Instructions to follow :: Count the lines below that hold "seated". Give the number without comment.
=== Dataset ===
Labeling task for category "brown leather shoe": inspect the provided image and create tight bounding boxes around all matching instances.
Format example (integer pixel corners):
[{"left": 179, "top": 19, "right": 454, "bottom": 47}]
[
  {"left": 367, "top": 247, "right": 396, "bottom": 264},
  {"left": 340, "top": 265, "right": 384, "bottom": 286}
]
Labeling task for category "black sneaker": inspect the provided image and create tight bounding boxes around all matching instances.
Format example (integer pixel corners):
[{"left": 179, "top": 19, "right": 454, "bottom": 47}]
===
=== Dataset ===
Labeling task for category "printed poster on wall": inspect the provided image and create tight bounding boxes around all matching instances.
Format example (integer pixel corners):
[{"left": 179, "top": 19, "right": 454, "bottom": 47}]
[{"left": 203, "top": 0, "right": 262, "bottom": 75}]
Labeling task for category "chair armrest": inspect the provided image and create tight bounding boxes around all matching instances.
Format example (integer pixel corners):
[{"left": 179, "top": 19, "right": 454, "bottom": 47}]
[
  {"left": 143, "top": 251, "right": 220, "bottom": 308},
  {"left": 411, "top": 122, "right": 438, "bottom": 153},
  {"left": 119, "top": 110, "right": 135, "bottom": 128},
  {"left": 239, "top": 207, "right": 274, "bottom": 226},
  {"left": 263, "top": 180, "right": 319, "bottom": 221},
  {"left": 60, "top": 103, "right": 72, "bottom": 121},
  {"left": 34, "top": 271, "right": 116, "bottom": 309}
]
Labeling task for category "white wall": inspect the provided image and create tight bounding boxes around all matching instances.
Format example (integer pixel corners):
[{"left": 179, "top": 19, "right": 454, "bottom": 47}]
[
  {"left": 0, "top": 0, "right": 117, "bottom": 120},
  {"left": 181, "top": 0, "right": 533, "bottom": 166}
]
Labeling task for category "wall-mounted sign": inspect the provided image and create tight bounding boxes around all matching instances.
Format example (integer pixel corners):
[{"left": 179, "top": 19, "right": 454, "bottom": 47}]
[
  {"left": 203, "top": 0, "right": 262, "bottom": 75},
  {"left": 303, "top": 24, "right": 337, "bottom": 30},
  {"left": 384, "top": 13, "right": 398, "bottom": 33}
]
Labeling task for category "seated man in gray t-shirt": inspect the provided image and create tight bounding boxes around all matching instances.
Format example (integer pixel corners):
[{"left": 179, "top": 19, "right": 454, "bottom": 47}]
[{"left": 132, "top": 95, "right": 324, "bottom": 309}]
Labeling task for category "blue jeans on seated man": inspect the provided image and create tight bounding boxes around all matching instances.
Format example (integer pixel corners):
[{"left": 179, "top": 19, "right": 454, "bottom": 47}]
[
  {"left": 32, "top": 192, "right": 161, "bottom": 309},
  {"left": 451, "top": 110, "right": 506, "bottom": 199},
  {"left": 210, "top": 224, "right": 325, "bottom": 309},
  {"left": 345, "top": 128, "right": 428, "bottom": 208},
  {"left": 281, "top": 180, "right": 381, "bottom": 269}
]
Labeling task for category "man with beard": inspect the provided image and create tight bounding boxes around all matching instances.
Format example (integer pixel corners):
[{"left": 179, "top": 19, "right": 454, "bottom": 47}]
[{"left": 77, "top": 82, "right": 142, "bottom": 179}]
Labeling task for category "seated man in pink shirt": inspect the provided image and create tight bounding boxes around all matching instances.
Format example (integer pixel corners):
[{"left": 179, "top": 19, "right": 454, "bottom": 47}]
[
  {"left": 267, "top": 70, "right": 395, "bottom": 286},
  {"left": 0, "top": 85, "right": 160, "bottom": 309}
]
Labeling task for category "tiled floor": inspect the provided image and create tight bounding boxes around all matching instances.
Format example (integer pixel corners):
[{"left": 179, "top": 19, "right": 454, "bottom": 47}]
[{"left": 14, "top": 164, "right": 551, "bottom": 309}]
===
=== Dataset ===
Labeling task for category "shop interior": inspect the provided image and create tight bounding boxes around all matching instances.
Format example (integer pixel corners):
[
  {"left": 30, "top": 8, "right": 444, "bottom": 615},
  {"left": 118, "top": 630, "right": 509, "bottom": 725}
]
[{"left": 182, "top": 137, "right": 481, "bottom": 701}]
===
Exercise result :: 3